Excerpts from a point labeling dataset
□ □ □ □ □ □ □
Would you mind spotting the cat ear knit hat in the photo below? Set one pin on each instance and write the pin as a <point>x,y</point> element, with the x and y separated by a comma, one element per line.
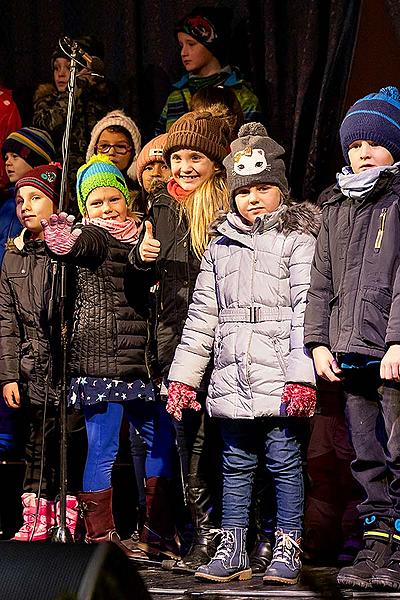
<point>117,117</point>
<point>374,118</point>
<point>206,131</point>
<point>210,27</point>
<point>255,158</point>
<point>99,171</point>
<point>33,145</point>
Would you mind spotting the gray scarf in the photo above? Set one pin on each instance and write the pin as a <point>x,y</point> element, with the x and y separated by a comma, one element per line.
<point>359,185</point>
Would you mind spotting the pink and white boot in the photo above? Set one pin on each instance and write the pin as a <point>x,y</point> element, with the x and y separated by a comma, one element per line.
<point>72,516</point>
<point>35,529</point>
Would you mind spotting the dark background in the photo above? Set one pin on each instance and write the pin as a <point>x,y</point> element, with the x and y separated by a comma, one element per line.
□ □ □ □ □ □ □
**EXERCISE OBJECTIVE**
Convert all the entries above into a numbered list with one item per line, skipping any blank lines. Leave the pictures out.

**RESPONSE**
1. Would you mind spotting the cat ear knit hat in the photo below? Set one pin on each instance and write the pin as a <point>x,y</point> element, with the x and y separated by a comma, one element per line.
2. <point>117,117</point>
3. <point>374,118</point>
4. <point>206,131</point>
5. <point>210,27</point>
6. <point>255,158</point>
7. <point>99,171</point>
8. <point>33,145</point>
9. Would you mind spotting the gray scarf in the photo above? Set one pin on each instance and write the pin as a <point>x,y</point> element, with the x and y separated by a comma, one element per line.
10. <point>359,185</point>
11. Would you mind spotting the pink and white boot in the photo above? Set one pin on each instance and write the pin as a <point>x,y</point> element, with the x and y separated by a comma, one element per line.
12. <point>72,516</point>
13. <point>35,529</point>
14. Would you mind spotting the dark background in the photo above? Set one pin on each instance and write the pin as a <point>x,y</point> element, with the x and y separated by a comma, one element per line.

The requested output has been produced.